La crise en Nouvelle-Calédonie s’inscrit dans un contexte régional marqué par l’intensification, depuis quelques années, de la rivalité sino-étasunienne. Pékin et Washington rivalisent d’influence dans le Pacifique pour avoir le contrôle de cet espace stratégique, mais aussi pour maîtriser certaines ressources clés dans le nouvel âge industriel actuel.

Pendant longtemps, le Pacifique a été un « lac étasunien ». Dès 1898, les États-Unis arrachent les Philippines à l’Espagne et annexent Hawaï. Après la Seconde Guerre mondiale, le Pacifique est contrôlé entièrement par Washington et ses alliés. C’est, pour les États-Unis, une zone de défense de leur flanc ouest à plusieurs « lignes », dans lesquelles les îles du Pacifique jouent le rôle de rideau défensif.

::::::

* [CONSIGNES DE TRAVAIL]:
**A.** Recopiez le passage de l'extrait sur la rivalité dans le Pacifique en commençant à « La crise en » et en terminant à « âge industriel actuel. ».
**B.** Selon l'extrait sur la rivalité dans le Pacifique, en quelle année les États-Unis annexent-ils Hawaï ?
**C.** Poursuivez l'extrait sur la rivalité sino-étasunienne dans le Pacifique à partir de sa dernière phrase.
Les lignes qui suivent sont sans rapport avec l'extrait.

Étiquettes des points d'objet
::::::

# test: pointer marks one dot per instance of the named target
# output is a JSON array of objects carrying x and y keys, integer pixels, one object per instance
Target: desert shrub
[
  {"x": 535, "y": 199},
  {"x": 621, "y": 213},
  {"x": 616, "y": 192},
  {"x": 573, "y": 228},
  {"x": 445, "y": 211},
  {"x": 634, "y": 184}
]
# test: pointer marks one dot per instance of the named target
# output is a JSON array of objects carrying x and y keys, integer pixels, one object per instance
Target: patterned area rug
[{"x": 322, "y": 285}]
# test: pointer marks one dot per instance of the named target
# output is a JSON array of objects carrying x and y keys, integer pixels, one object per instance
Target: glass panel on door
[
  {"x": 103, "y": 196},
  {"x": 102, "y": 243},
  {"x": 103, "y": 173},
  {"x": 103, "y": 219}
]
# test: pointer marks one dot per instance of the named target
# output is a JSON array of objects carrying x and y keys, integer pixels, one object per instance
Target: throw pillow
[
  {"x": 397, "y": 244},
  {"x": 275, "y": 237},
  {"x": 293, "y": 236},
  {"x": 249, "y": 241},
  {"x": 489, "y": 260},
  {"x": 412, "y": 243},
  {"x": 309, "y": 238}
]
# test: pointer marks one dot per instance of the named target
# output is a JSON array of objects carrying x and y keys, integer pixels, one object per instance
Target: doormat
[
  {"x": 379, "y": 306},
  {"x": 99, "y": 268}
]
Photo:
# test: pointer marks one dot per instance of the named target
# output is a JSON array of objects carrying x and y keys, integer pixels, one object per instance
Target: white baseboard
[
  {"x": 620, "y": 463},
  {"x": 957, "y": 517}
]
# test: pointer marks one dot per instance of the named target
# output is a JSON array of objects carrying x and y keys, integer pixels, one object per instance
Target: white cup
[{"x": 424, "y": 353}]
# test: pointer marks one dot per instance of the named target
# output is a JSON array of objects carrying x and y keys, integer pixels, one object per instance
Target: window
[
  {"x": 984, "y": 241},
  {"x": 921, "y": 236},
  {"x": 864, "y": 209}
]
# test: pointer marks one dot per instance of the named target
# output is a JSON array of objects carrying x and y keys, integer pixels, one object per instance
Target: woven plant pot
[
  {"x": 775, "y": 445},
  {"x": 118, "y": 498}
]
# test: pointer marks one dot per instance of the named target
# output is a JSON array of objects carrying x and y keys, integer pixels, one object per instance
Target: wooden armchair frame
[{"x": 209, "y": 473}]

::::::

* [ENSEMBLE DES RÉPONSES]:
**A.**
La crise en Nouvelle-Calédonie s’inscrit dans un contexte régional marqué par l’intensification, depuis quelques années, de la rivalité sino-étasunienne. Pékin et Washington rivalisent d’influence dans le Pacifique pour avoir le contrôle de cet espace stratégique, mais aussi pour maîtriser certaines ressources clés dans le nouvel âge industriel actuel.

**B.** En 1898.

**C.**
Ces dernières sont alors soit sous domination directe des États-Unis (Guam, Hawaï, archipel devenu un État fédéré en 1959) et une partie de l’archipel micronésien, soit contrôlées par les alliés de Washington, britannique, français, australien et néo-zélandais. Dans les années 1970 et 1980, beaucoup de ces territoires accèdent à l’indépendance mais restent sous influence étasunienne directe ou indirecte.

Ce dispositif permet de reporter la défense du Pacifique pour Washington sur les côtes asiatiques autour de la « première ligne » : Japon, Taïwan, Philippines. Au plus proche des puissances hostiles chinoise et russe. Mais dans les années 2000, le dispositif commence à se fissurer.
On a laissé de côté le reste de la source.